Data records.
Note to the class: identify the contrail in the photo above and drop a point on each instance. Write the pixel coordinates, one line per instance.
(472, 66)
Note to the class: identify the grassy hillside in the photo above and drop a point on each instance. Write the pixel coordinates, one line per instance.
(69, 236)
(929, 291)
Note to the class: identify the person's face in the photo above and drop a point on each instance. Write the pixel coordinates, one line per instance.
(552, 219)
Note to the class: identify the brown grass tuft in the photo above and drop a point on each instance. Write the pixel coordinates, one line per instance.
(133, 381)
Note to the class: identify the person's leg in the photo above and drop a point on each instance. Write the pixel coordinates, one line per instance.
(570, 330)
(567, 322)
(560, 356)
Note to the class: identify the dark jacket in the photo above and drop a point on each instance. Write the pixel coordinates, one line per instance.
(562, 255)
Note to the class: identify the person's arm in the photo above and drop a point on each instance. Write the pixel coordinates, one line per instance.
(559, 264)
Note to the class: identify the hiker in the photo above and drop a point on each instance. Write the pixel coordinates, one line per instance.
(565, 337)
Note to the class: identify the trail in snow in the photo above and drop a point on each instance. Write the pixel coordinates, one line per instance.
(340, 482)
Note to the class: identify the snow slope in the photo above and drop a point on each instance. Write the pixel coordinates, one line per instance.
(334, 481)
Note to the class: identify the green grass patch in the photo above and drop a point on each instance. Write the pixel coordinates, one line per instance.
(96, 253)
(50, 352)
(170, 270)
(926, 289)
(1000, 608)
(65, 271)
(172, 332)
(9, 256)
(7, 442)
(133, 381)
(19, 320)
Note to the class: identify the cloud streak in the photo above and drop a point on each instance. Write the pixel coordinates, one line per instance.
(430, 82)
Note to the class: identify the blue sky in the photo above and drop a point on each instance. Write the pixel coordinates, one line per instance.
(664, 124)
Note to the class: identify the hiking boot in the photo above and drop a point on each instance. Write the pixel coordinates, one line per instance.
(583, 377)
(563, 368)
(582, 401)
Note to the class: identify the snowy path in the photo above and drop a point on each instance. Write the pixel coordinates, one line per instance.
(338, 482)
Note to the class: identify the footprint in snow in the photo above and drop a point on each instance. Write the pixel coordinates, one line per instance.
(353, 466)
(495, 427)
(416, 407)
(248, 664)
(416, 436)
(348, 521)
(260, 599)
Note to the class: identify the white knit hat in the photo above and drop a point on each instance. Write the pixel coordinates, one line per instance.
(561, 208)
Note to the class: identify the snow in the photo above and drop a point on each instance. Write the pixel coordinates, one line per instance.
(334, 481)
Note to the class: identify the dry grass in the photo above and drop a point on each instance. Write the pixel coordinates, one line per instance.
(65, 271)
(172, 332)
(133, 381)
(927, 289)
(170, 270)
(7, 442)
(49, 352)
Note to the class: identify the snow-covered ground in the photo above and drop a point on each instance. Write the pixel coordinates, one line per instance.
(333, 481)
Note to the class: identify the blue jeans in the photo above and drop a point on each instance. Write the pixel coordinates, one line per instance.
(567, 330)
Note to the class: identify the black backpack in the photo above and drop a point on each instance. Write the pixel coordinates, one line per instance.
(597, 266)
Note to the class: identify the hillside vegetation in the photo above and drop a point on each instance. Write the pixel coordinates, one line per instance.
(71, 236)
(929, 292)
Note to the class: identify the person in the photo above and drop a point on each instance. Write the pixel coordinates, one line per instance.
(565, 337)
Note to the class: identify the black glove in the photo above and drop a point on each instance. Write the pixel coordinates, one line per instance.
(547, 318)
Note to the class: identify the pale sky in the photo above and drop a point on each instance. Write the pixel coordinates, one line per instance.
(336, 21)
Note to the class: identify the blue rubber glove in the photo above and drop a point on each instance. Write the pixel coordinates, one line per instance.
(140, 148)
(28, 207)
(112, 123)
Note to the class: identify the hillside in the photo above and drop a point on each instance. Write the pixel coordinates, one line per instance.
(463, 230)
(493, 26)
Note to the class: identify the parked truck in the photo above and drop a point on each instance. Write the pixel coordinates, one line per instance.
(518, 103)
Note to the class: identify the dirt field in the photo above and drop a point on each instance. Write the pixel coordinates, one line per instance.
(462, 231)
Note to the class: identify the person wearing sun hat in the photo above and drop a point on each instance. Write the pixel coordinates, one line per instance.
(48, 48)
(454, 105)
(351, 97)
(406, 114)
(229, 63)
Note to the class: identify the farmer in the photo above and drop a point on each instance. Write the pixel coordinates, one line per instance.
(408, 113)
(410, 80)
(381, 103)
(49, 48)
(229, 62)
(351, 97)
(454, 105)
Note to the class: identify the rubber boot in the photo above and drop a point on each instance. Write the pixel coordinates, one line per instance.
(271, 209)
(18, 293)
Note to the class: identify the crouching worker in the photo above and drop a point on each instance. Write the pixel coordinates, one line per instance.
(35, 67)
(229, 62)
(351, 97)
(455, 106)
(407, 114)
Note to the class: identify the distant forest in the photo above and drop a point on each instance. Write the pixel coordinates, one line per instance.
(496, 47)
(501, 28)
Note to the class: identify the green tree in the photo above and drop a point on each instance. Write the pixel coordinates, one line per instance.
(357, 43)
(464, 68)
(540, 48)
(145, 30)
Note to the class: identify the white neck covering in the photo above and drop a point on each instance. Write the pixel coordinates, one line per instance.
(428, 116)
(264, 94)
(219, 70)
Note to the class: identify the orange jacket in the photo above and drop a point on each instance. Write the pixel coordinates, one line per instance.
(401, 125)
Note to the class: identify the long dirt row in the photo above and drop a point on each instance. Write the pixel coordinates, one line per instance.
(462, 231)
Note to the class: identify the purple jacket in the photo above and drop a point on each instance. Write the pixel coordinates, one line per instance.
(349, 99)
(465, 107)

Brief. Beginning at the line with "Note to the class: identify the purple", write out each line exactly as it stands until the listing ends, and add nothing.

Response to this task.
Note to the class: identify the purple jacket in the photo above and drop a point on each instance. Write the pixel coordinates, one line per instance.
(349, 99)
(465, 107)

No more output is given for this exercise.